* INSTRUCTIONS TO FOLLOW: Reproduce word for word the lines that begin at the one containing "like [(83, 139)]." and run through the end of the entries below.

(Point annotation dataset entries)
□ □ □ □ □ □ □

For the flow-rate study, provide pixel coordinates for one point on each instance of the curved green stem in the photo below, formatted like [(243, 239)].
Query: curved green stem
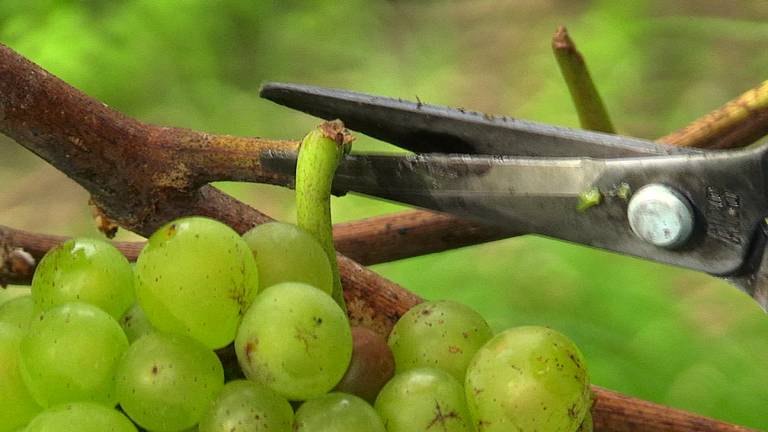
[(319, 154)]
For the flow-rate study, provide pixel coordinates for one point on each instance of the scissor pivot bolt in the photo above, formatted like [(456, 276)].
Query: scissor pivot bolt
[(661, 216)]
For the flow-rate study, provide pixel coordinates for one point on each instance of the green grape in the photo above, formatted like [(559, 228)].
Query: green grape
[(18, 312), (424, 399), (586, 425), (337, 412), (165, 382), (70, 354), (286, 253), (17, 407), (246, 406), (440, 334), (196, 277), (295, 339), (80, 417), (84, 270), (528, 379), (135, 323), (371, 366)]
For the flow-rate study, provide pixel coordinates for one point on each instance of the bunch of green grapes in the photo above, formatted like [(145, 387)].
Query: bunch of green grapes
[(214, 332)]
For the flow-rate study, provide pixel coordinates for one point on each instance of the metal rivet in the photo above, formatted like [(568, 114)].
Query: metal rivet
[(661, 216)]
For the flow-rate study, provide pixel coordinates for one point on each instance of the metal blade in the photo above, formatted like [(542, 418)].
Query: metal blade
[(424, 128)]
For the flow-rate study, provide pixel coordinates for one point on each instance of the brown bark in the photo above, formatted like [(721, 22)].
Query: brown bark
[(141, 176), (738, 123)]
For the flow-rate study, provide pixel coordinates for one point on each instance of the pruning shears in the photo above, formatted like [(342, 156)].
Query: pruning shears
[(702, 210)]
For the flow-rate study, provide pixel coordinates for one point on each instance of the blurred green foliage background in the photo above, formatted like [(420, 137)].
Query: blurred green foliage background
[(659, 333)]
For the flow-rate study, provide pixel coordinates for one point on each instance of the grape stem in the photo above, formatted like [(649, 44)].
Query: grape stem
[(319, 154)]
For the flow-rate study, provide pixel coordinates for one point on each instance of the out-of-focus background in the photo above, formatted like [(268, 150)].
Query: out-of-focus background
[(655, 332)]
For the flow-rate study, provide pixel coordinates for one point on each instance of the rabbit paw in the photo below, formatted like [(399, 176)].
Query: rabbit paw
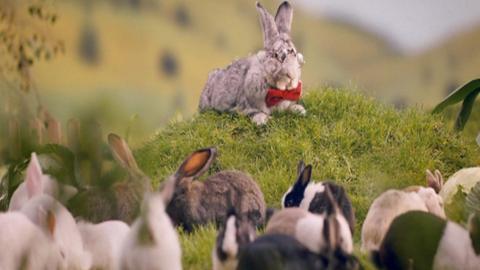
[(260, 119), (297, 108)]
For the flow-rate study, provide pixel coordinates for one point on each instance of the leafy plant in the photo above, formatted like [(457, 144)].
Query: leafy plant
[(466, 93), (472, 202), (25, 38)]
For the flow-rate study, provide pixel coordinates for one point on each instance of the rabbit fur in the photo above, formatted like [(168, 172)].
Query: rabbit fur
[(312, 196), (242, 86), (200, 202), (393, 203), (104, 241), (35, 179), (50, 215), (122, 200), (152, 243), (24, 246), (232, 236)]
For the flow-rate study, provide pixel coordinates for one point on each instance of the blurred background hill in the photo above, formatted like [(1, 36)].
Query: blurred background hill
[(137, 64)]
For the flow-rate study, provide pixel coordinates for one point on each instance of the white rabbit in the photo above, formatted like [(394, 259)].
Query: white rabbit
[(467, 178), (266, 81), (36, 180), (420, 240), (24, 246), (61, 222), (104, 241), (152, 243), (393, 203), (237, 232)]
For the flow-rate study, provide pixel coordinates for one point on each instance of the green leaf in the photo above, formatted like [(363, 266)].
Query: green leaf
[(458, 95), (455, 210), (472, 202), (466, 109)]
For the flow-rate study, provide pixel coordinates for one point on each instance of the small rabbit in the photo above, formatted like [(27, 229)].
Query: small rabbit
[(232, 236), (104, 241), (35, 179), (307, 227), (53, 218), (152, 243), (24, 246), (120, 201), (200, 202), (392, 203), (280, 251), (420, 240), (268, 80), (311, 196)]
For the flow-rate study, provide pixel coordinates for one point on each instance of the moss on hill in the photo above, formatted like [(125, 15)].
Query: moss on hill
[(349, 138)]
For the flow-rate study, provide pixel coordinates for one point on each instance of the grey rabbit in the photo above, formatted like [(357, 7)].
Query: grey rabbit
[(260, 83), (120, 201), (197, 202)]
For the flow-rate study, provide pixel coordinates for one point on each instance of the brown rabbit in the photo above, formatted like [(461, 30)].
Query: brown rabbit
[(200, 202), (119, 201)]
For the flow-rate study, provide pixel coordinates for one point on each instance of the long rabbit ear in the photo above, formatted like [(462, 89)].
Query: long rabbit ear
[(300, 167), (122, 152), (434, 181), (269, 28), (73, 134), (284, 17), (332, 207), (305, 176), (474, 231), (331, 233), (34, 177), (197, 163), (167, 190), (46, 220)]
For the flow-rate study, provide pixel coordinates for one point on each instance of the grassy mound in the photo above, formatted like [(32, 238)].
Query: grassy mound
[(349, 138)]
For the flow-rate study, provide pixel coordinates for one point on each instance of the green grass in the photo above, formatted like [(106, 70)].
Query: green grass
[(349, 138)]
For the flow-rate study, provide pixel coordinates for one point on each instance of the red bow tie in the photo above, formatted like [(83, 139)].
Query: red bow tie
[(275, 96)]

□ □ □ □ □ □ □

* WRITTEN ANSWER:
For the flow-rate study, provide pixel coordinates for one point on each instance of the red bow tie in the photo above, formatted like [(83, 139)].
Query: red bow tie
[(275, 96)]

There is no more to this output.